*Quoted passage*:
[Start of section]

I have a few ships trapped in stations in Pure Blind, but that is about it.  Not much of a haul.

Anyway, we shall see.  According to the forum thread tracking the conversion, things we successfully and the server was back online and accepting connections at 13:56 UTC.  There was also an update blog post which included a link to the patch notes, as there were a few changes to Into the Abyss content that went in today as well, including a loot balance pass for abyssal pockets.  So there we go.

Of course, the job seeming done and it actually being done can be two different things.  I wouldn’t be surprised to find that an emergency downtime or two were needed today.

It will be odd, being tethered on something that looks like one of the old outposts.  And Alliance logos on them as well?

But it will soon be seen as the norm as we move on.

Next on the chopping block; player owned outposts, the POSes of old.  Right now all they really to is hold cyno beacons and jump bridge modules as well as giving bridging titans a place to hide in hostile space.  The writing is on the wall for the good old POS.

What is EVE Project Galaxy?

Earlier today CCP let slip on Twitter something about a new game called EVE: Project Galaxy.

So many questions now…

The tweet was quickly deleted, but it was captured and posted to Reddit pretty quickly, from where I got the above image.  Nothing posted to the internet ever really disappears.  Massively OP picked it up as well, but has nothing further that what is pictures above.

Now, of course, there are nothing but questions and no answers in sight.

This is apparently in addition to Project: Nova and Project: Aurora, the latter which we saw at EVE Vegas last year and which has since been christened EVE: War of Ascension.

NetEase is of course the Chinese giant that, among many other things, owns titles like Fantasy Westward Journey and runs games like World of Warcraft and Minecraft in China for Blizzard and Microsoft respectively.  So a big company with a big staff and plenty of resources to throw at new titles.  The positively dwarf CCP by most any measure you care to mention.

And then there is the mention of Apple’s ARKit 2, which is their augmented reality framework for mobile apps.  Augmented reality and EVE Online?  Internet spaceships in our personal spaces?

So how does a huge Chinese developer and augmented reality mix together in a mobile app… excuse me, a mobile MMO… in a way that will “bring an authentic EVE Online experience” to people?  I am not sure how that all adds up.

Anyway, if nothing else, Net Ease being involved probably means that few if any EVE Online development resources were moved off to work on this.  But I am curious to see what all of this adds up to when CCP finally gets around to announcing it for real.

Addendum: Since this post went up, the tweet has been tweeted again:

Still no idea what it really means.  As for timing, I gather it was just to get some traction from the ARKit 2 announcement at the Apple WWDC.

[End of section]

*Using the information*:
1/ Translate this sentence from the EVE Online post into Spanish: "Nothing posted to the internet ever really disappears."
2/ Please extract the part of the EVE Online post from "Of course, the job" to "EVE: Project Galaxy.".
You won't need the data to complete the tasks.

Stored dataset items

[Start of section]

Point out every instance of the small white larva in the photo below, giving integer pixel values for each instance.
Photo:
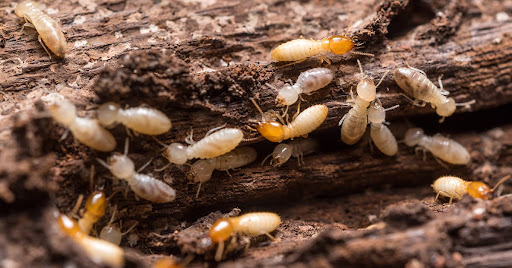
(49, 30)
(212, 145)
(145, 186)
(296, 148)
(201, 171)
(143, 120)
(252, 224)
(416, 84)
(86, 131)
(440, 146)
(307, 121)
(380, 133)
(308, 82)
(354, 123)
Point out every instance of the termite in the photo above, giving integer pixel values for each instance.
(111, 232)
(308, 82)
(94, 210)
(305, 122)
(353, 124)
(252, 224)
(415, 83)
(201, 171)
(49, 30)
(379, 132)
(300, 49)
(441, 147)
(145, 186)
(143, 120)
(86, 131)
(455, 187)
(212, 145)
(100, 251)
(296, 148)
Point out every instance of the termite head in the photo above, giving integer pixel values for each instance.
(96, 204)
(176, 153)
(287, 95)
(413, 136)
(339, 44)
(478, 189)
(376, 113)
(121, 166)
(23, 7)
(281, 154)
(68, 226)
(63, 111)
(447, 108)
(200, 171)
(221, 230)
(108, 113)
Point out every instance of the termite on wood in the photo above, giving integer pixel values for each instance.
(455, 187)
(212, 145)
(201, 171)
(354, 123)
(415, 83)
(86, 131)
(145, 186)
(100, 251)
(300, 49)
(49, 30)
(145, 120)
(111, 232)
(308, 82)
(305, 122)
(252, 224)
(296, 148)
(441, 147)
(379, 132)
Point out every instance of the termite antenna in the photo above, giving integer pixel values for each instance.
(502, 180)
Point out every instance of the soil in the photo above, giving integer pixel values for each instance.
(201, 62)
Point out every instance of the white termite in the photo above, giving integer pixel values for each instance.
(415, 83)
(354, 123)
(49, 30)
(379, 132)
(145, 186)
(308, 82)
(201, 171)
(86, 131)
(212, 145)
(145, 120)
(296, 148)
(441, 147)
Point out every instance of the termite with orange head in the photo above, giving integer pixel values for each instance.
(455, 187)
(354, 123)
(379, 132)
(300, 49)
(145, 186)
(100, 251)
(201, 171)
(86, 131)
(145, 120)
(297, 148)
(252, 224)
(441, 147)
(212, 145)
(308, 82)
(415, 83)
(305, 122)
(49, 30)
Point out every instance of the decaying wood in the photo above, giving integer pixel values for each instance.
(200, 62)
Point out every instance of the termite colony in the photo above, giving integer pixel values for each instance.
(219, 150)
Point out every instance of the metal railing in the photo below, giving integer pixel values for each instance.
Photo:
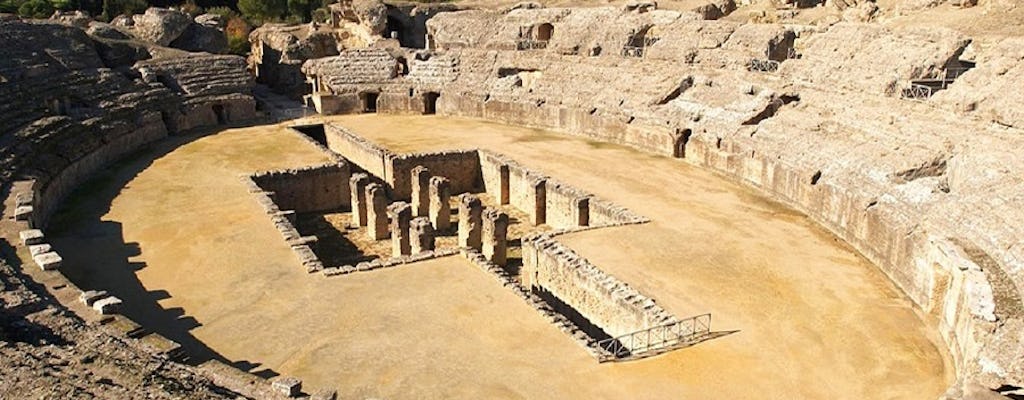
(638, 47)
(918, 91)
(926, 87)
(764, 65)
(530, 44)
(653, 340)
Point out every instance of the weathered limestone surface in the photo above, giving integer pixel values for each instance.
(470, 224)
(440, 211)
(610, 304)
(310, 188)
(495, 234)
(357, 185)
(421, 191)
(928, 189)
(279, 50)
(377, 225)
(421, 235)
(400, 215)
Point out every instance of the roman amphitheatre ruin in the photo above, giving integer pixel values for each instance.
(682, 200)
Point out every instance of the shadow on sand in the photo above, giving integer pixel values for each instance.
(96, 256)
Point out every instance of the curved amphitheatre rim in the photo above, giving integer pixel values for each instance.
(194, 135)
(950, 343)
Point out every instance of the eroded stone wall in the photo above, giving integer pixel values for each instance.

[End of section]

*Activity answers*:
1/ Nada de lo que se publica en internet desaparece nunca realmente.

2/
Of course, the job seeming done and it actually being done can be two different things.  I wouldn’t be surprised to find that an emergency downtime or two were needed today.

It will be odd, being tethered on something that looks like one of the old outposts.  And Alliance logos on them as well?

But it will soon be seen as the norm as we move on.

Next on the chopping block; player owned outposts, the POSes of old.  Right now all they really to is hold cyno beacons and jump bridge modules as well as giving bridging titans a place to hide in hostile space.  The writing is on the wall for the good old POS.

What is EVE Project Galaxy?

Earlier today CCP let slip on Twitter something about a new game called EVE: Project Galaxy.